**Exercises:**
**a.** Write out the section of the wifi forum thread that opens with the words containing "## TheCyberMan (Jun" and closes with "and restart computer.".
**b.** Carry the wifi forum thread forward from where it stops.

**Source:**

------------

# [SOLVED] White star - wifi



## Daggers88 (Mar 17, 2013)

Ok so I have a new laptop it been working great all but the Internet connection ...... 
It was connected to my talk talk wifi and working fine then I come home from college, try to connect and the wifi bar is empty and it has a white star above it and the laptop won't even pick up the signal 

I tried to enter it manually and it says this network is already on the laptop do you want to connect so I clicked yes and it does nothing but show me 15 other connections that are from next door etc but not my talk talk although the laptop already knows the connection I'm so confused it's defo the laptop as my iPad and computer are working fine with the wifi ???????


----------



## TheCyberMan (Jun 25, 2011)

*Re: White star - wifi*

Hi and welcome to TSF,

Open a cmd prompt by right clicking and choosing run as administrator and type:
*netsh wlan show profiles *press enter

You will see a either just one router SSID for your home network or several if connecting in different locations delete all the profiles using command below:

Type: *netsh wlan delete profile name= " Your router SSID" *press enter and restart computer.

Connect to your router SSID again and input the network key when prompted to do so.


----------



## Daggers88 (Mar 17, 2013)

------------

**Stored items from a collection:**
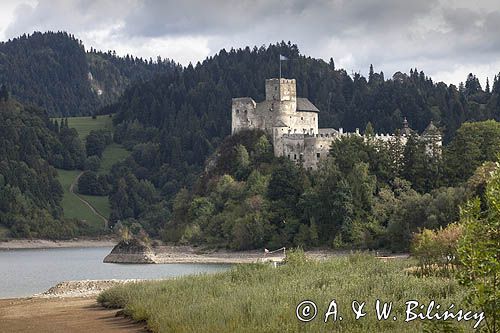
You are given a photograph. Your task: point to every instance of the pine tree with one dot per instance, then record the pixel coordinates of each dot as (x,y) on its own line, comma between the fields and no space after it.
(4,93)
(370,75)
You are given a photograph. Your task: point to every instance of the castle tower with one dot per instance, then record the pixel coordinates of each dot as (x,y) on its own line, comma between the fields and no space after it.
(281,90)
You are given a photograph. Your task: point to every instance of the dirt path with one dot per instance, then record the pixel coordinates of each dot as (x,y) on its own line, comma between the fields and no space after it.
(92,208)
(63,315)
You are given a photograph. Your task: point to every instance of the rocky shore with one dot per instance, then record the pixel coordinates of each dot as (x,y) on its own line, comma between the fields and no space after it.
(136,252)
(82,288)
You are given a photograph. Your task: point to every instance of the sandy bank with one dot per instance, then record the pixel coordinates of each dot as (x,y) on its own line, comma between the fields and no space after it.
(49,244)
(189,255)
(62,315)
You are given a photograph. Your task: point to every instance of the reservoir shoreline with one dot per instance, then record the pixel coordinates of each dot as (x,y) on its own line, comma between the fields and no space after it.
(25,244)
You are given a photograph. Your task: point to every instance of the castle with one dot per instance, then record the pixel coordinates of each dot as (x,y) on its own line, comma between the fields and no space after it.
(292,122)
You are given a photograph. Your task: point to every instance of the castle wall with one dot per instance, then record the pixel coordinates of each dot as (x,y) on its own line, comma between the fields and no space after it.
(307,150)
(295,134)
(244,115)
(281,90)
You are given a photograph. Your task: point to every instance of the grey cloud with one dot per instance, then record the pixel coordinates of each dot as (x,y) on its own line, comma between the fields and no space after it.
(435,35)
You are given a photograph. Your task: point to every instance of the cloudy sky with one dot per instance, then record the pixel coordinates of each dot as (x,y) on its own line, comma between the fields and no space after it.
(446,39)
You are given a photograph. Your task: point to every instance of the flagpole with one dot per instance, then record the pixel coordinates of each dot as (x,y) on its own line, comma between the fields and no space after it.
(280,68)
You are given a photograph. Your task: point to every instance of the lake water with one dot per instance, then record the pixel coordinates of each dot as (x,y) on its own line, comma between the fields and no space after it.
(26,272)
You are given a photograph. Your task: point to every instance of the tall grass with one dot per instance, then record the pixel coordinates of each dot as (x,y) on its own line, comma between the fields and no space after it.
(259,298)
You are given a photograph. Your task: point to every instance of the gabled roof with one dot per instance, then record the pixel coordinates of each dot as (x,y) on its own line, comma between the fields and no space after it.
(303,104)
(431,129)
(280,123)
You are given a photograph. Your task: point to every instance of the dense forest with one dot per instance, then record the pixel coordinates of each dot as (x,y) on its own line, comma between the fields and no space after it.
(358,198)
(186,180)
(30,195)
(53,71)
(173,122)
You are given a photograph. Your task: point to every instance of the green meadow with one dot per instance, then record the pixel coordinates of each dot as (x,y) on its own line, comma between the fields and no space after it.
(84,125)
(260,298)
(72,206)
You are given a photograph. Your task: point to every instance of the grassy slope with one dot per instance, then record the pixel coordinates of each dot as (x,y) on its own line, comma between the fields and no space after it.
(74,208)
(84,125)
(259,298)
(112,154)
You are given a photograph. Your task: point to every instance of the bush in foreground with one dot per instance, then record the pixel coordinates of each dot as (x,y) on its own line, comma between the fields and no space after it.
(259,298)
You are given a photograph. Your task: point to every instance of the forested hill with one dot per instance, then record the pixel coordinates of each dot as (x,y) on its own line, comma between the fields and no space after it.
(53,71)
(175,120)
(30,194)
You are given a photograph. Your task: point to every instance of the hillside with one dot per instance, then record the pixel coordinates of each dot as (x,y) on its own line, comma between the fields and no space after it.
(53,71)
(79,206)
(175,121)
(30,204)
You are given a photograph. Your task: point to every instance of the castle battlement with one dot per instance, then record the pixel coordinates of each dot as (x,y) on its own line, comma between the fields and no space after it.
(292,122)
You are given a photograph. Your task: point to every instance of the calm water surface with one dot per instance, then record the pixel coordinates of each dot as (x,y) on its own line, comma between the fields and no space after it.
(26,272)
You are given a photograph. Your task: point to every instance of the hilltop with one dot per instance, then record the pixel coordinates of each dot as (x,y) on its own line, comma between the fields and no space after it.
(54,71)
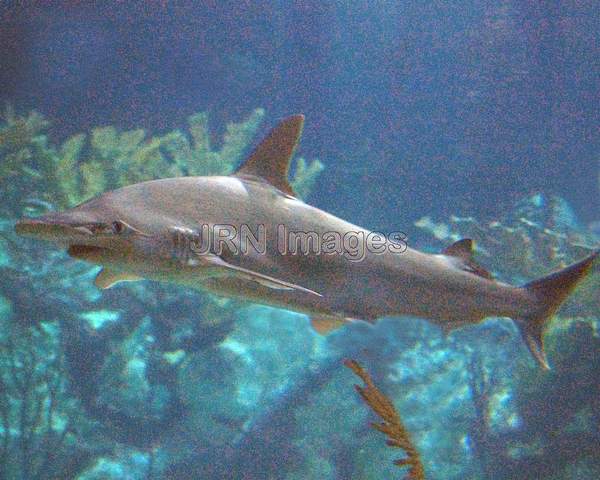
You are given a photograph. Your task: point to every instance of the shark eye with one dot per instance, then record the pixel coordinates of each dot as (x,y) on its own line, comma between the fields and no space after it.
(118,227)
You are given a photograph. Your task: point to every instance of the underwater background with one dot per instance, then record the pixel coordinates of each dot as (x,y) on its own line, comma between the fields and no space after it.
(471,119)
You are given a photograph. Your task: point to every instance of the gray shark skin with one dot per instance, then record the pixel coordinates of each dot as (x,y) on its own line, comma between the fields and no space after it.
(131,232)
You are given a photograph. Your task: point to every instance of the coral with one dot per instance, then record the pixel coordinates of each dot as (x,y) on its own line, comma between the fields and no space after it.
(36,174)
(541,234)
(391,426)
(39,428)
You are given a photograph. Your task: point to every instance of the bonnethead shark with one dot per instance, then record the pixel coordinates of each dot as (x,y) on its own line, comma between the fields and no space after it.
(161,230)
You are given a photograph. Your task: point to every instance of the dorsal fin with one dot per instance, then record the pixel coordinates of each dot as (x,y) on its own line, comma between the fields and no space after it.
(463,251)
(271,158)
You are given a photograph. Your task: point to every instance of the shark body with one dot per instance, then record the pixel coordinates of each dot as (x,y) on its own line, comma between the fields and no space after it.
(145,231)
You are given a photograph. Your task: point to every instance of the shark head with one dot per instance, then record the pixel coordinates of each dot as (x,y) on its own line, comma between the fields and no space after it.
(97,232)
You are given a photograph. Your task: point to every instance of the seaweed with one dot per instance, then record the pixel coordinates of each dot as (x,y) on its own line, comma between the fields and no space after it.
(392,427)
(39,434)
(34,172)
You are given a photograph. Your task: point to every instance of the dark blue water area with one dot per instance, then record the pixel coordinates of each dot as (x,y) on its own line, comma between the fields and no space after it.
(415,107)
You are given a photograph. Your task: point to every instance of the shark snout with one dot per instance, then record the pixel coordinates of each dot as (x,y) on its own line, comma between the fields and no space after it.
(57,227)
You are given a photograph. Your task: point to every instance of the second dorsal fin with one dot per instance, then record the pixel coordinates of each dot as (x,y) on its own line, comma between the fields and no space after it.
(463,251)
(271,158)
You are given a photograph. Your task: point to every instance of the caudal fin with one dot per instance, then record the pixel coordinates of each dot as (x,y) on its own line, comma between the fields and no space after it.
(550,291)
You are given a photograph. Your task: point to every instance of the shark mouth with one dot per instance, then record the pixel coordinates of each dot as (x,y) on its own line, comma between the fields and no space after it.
(85,251)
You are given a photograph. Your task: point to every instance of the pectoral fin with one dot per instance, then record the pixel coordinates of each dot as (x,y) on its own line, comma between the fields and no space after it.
(462,253)
(262,279)
(106,278)
(324,324)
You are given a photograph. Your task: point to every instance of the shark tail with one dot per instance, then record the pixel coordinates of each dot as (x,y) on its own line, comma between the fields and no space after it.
(550,292)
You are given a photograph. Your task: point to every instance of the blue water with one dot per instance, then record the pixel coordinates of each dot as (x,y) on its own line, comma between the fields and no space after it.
(481,110)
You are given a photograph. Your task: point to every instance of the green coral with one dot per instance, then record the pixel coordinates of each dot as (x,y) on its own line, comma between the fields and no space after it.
(33,172)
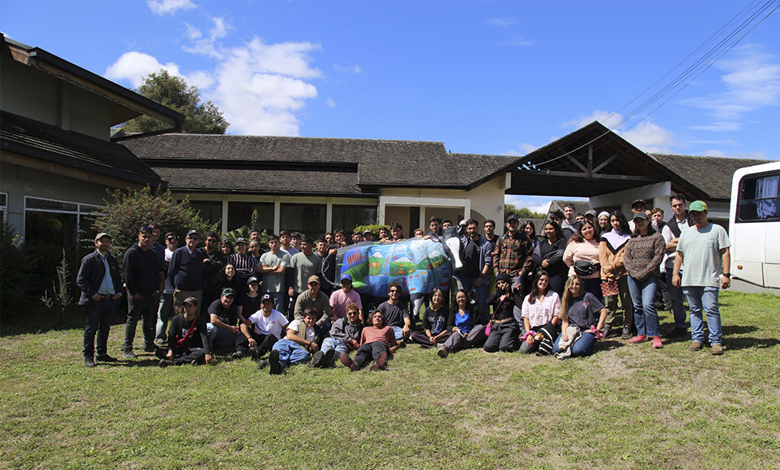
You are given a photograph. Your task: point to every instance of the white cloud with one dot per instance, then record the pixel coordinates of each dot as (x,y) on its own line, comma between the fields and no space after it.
(507,21)
(752,81)
(135,66)
(356,69)
(162,7)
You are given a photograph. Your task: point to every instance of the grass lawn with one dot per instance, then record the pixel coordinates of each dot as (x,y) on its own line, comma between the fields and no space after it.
(628,406)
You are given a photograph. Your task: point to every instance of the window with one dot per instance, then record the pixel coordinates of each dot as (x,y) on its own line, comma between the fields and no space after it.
(348,217)
(210,211)
(759,198)
(309,219)
(240,215)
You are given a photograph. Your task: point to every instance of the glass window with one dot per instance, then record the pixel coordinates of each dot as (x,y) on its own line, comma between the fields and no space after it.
(210,211)
(348,217)
(309,219)
(240,215)
(759,198)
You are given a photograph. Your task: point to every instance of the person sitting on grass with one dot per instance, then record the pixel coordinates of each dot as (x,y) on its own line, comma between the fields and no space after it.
(344,334)
(376,342)
(578,317)
(540,315)
(267,326)
(434,323)
(188,339)
(463,324)
(304,338)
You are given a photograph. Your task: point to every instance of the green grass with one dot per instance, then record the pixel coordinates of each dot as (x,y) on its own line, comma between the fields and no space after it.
(625,407)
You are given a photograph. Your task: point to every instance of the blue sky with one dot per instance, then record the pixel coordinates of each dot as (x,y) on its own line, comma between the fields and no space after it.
(502,77)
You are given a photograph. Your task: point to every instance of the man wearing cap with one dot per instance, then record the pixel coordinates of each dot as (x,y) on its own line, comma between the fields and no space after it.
(273,265)
(224,319)
(703,254)
(186,271)
(262,330)
(341,298)
(512,253)
(313,298)
(188,341)
(674,227)
(101,286)
(142,275)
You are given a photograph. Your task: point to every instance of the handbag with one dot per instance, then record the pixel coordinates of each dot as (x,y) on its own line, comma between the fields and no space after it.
(609,288)
(585,268)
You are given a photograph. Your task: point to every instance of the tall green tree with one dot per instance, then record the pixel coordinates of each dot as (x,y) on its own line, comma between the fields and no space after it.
(173,92)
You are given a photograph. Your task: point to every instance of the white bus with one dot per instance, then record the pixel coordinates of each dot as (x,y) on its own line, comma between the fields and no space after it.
(754,225)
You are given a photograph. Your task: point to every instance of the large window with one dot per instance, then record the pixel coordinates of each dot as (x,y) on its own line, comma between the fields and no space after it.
(759,198)
(349,217)
(210,211)
(240,215)
(309,219)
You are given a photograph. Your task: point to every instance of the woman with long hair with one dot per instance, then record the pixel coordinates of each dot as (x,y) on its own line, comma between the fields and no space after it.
(582,257)
(540,310)
(548,255)
(582,315)
(464,326)
(642,259)
(611,249)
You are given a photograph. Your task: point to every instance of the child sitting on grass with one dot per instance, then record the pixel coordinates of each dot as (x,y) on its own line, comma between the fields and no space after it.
(376,342)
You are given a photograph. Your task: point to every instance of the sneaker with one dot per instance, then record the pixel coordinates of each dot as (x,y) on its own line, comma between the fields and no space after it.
(328,359)
(677,332)
(316,359)
(380,362)
(273,360)
(347,361)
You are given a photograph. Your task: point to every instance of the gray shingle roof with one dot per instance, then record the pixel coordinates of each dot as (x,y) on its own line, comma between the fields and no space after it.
(35,139)
(709,175)
(373,162)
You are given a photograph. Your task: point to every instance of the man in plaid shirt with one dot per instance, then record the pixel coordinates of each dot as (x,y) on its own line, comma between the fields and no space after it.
(512,254)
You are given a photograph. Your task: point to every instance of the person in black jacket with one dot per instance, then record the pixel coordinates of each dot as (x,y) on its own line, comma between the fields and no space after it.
(101,286)
(142,275)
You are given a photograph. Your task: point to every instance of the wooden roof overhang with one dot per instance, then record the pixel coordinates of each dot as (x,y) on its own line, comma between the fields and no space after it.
(588,162)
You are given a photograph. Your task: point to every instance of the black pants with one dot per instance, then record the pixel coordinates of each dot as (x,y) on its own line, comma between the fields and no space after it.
(100,316)
(144,309)
(264,342)
(504,337)
(369,352)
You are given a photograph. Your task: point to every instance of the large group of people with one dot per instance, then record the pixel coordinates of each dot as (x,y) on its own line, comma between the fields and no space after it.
(278,302)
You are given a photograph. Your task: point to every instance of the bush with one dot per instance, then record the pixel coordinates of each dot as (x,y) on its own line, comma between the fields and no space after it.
(128,211)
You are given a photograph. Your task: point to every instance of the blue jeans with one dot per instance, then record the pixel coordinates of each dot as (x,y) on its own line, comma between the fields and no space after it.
(333,343)
(676,293)
(290,352)
(705,298)
(582,347)
(643,298)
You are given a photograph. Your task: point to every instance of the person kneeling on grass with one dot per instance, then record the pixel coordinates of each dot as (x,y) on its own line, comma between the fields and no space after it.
(376,342)
(344,334)
(304,337)
(578,319)
(188,339)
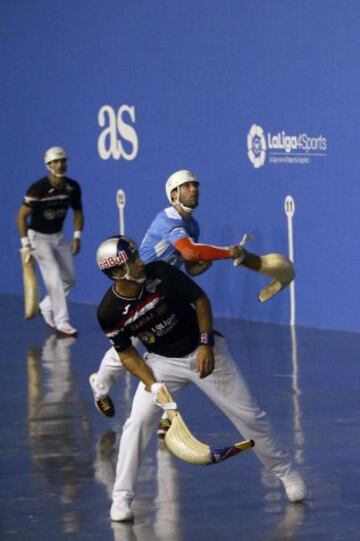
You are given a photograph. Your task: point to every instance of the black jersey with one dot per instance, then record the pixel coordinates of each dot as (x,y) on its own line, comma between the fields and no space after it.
(49,205)
(161,316)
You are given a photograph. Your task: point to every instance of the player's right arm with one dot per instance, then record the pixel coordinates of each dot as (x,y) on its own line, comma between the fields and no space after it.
(21,220)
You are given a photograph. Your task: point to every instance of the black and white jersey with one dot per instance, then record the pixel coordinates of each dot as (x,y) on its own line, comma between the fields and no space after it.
(161,316)
(49,205)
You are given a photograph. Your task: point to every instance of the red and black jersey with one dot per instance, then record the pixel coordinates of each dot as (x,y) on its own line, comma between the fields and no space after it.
(49,205)
(161,316)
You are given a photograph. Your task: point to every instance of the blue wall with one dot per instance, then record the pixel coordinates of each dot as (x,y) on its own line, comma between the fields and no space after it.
(187,81)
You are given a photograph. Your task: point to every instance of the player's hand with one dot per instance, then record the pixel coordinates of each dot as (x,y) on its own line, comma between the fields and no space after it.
(236,252)
(75,246)
(27,255)
(205,361)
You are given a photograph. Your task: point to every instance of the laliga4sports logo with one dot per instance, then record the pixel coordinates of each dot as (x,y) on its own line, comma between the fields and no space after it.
(282,148)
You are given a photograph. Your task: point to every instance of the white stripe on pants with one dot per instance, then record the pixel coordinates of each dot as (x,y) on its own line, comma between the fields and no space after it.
(226,387)
(57,269)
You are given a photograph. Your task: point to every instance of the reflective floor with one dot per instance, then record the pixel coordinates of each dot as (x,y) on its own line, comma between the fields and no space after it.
(58,454)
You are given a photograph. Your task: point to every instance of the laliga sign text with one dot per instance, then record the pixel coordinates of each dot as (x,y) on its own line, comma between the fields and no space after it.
(282,148)
(118,139)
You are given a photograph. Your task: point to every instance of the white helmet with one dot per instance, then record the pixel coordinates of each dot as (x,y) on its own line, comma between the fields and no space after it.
(177,179)
(54,153)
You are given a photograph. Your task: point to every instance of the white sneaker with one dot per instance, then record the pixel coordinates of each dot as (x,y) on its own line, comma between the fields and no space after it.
(120,511)
(65,330)
(48,318)
(295,487)
(104,404)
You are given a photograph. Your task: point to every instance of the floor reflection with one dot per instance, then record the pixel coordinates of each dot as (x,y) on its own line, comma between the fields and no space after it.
(58,454)
(164,522)
(59,433)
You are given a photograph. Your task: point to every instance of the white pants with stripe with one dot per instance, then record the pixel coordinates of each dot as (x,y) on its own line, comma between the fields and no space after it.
(56,265)
(226,387)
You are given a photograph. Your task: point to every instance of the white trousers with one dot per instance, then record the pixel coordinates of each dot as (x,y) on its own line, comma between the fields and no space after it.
(109,371)
(226,387)
(57,269)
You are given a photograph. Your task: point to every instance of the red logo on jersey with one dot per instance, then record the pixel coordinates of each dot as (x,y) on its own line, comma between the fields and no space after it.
(109,262)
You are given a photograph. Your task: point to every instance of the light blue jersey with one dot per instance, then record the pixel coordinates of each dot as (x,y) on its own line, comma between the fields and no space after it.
(167,228)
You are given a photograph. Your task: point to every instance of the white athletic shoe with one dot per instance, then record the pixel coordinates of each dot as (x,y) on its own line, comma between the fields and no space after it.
(295,487)
(48,318)
(120,511)
(104,404)
(65,330)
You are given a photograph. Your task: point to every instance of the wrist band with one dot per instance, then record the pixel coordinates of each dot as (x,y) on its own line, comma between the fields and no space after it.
(207,339)
(25,243)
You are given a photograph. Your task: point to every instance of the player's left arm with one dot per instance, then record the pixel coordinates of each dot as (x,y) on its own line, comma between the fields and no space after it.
(195,251)
(205,360)
(194,268)
(78,227)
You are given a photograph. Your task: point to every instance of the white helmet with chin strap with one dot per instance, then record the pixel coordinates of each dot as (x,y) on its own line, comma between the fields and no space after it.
(174,181)
(54,153)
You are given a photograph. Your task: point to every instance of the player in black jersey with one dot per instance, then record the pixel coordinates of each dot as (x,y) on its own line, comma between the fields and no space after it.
(171,315)
(40,224)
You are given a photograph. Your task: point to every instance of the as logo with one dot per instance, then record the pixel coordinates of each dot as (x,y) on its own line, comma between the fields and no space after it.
(256,145)
(118,139)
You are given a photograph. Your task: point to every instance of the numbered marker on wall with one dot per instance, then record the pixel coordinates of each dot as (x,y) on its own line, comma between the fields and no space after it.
(121,201)
(289,207)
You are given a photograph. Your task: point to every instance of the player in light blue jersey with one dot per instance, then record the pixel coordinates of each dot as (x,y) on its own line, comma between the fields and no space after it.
(173,237)
(167,228)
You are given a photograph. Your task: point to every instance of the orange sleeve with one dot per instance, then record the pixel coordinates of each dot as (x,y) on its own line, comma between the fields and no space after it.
(200,252)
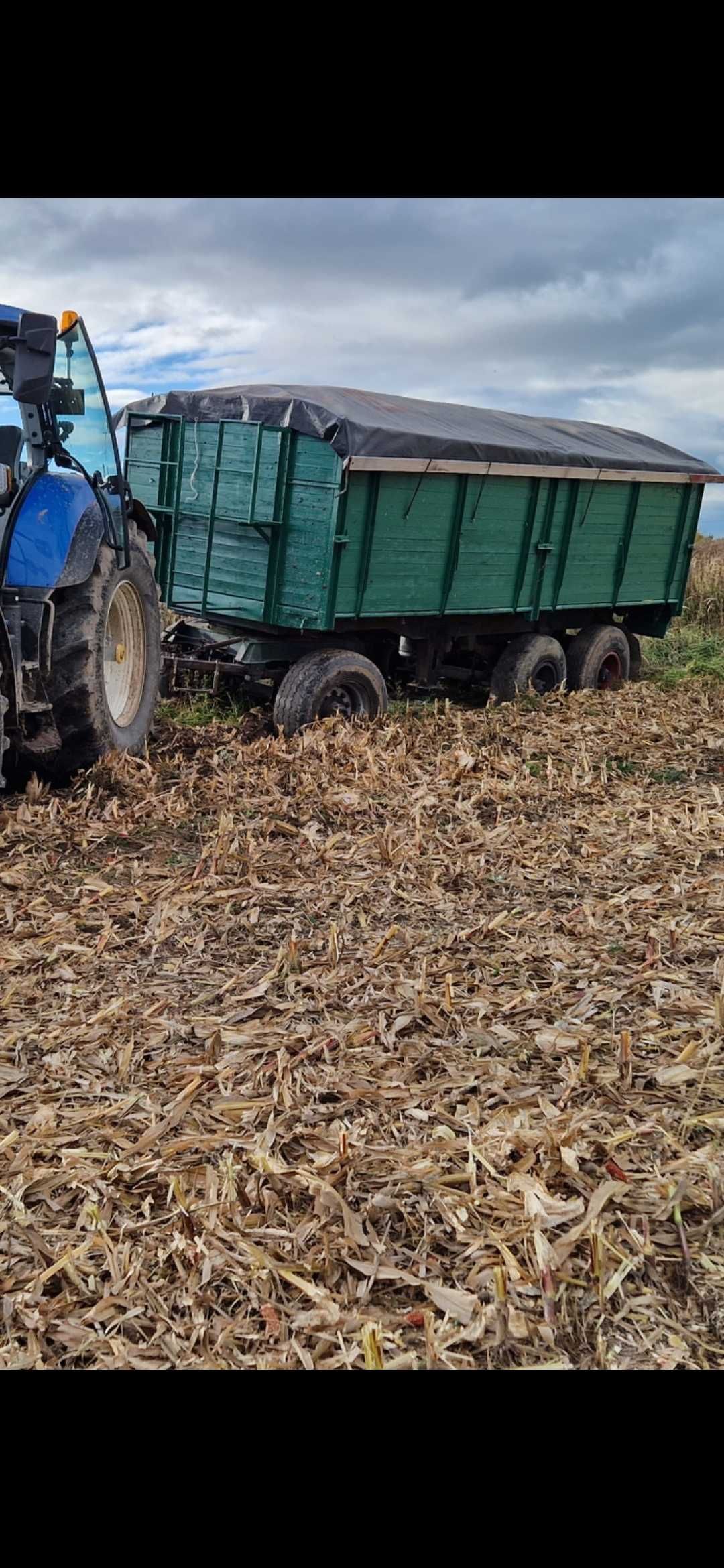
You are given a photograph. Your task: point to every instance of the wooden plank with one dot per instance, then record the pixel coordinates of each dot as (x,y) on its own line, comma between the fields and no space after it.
(538,471)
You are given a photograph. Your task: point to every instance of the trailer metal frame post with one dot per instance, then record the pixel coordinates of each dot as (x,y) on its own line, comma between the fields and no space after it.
(367,540)
(166,466)
(625,543)
(568,529)
(544,546)
(212,505)
(176,505)
(676,547)
(522,560)
(280,512)
(455,540)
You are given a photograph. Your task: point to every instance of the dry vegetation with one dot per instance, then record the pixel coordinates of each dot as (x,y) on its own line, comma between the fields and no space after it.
(394,1048)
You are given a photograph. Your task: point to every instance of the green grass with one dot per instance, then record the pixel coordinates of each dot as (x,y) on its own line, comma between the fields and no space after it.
(192,712)
(688,653)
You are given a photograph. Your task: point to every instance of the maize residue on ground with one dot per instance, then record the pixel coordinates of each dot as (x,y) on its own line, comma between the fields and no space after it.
(378,1048)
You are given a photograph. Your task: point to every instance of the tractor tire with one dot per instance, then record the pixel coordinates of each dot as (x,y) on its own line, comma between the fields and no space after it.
(105,661)
(330,681)
(530,661)
(599,659)
(635,656)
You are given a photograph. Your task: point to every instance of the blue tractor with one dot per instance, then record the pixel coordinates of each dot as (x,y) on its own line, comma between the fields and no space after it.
(79,607)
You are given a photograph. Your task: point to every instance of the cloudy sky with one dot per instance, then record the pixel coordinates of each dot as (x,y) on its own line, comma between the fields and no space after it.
(601,310)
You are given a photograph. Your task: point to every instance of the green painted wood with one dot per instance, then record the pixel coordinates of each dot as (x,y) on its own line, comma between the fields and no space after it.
(267,524)
(253,523)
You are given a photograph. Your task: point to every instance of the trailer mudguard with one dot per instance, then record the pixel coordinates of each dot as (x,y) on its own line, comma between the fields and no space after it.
(54,533)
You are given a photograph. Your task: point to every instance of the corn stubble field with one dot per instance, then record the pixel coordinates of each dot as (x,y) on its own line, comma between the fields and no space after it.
(378,1048)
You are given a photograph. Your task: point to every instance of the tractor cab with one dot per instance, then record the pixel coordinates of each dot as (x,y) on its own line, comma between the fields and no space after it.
(79,610)
(54,411)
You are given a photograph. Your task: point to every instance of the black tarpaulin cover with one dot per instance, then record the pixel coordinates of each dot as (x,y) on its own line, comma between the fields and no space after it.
(379,426)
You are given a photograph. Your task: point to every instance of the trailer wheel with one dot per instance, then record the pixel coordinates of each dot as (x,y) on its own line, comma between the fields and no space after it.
(330,681)
(530,661)
(635,656)
(599,659)
(105,661)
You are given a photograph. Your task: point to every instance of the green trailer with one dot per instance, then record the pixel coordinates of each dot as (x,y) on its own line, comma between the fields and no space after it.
(308,564)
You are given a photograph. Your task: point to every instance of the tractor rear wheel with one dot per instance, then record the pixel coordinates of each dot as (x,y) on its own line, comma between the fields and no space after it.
(105,659)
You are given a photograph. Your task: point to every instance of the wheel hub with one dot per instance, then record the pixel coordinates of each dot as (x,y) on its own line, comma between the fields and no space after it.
(341,700)
(124,654)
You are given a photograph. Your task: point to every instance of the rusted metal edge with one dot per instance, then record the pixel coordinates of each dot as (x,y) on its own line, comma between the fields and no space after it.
(536,471)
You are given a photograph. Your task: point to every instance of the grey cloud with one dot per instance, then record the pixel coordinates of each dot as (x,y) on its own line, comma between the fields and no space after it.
(560,306)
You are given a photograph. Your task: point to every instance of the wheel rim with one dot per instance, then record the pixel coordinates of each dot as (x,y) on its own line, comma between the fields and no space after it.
(347,700)
(124,654)
(544,679)
(609,671)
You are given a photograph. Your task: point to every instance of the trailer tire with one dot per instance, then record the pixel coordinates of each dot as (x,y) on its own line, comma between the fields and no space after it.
(635,656)
(330,681)
(533,661)
(599,659)
(98,709)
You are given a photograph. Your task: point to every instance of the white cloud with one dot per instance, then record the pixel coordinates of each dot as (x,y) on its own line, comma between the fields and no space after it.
(585,310)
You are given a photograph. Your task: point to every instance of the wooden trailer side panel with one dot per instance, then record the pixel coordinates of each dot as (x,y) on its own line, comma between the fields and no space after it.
(251,517)
(460,545)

------------

**Responses for each task:**
**a.**
## TheCyberMan (Jun 25, 2011)

*Re: White star - wifi*

Hi and welcome to TSF,

Open a cmd prompt by right clicking and choosing run as administrator and type:
*netsh wlan show profiles *press enter

You will see a either just one router SSID for your home network or several if connecting in different locations delete all the profiles using command below:

Type: *netsh wlan delete profile name= " Your router SSID" *press enter and restart computer.

**b.**
*Re: White star - wifi*

Hello I'm not sure how to open cmd I need this in stupid people language lol


----------



## TheCyberMan (Jun 25, 2011)

*Re: White star - wifi*

On Windows 8 move cursor to top right hand corner and start menu will appear and click on search type *cmd *into search box and you will see cmd prompt in a list of Apps on left hand side right click the cmd prompt and in the toolbar at bottom choose to run as administrator and present credentials for the administrator account then click on ok. then follow the instrcutions using *netsh *from my last post.


----------



## Daggers88 (Mar 17, 2013)

*Re: White star - wifi*

Thank you sooooooo much I can now carry on with my bio assignment your a little cleaver


----------



## TheCyberMan (Jun 25, 2011)

*Re: White star - wifi*

Hey great does that mean your wireless internet connection is now restored and can browse and download etc?

You are welcome.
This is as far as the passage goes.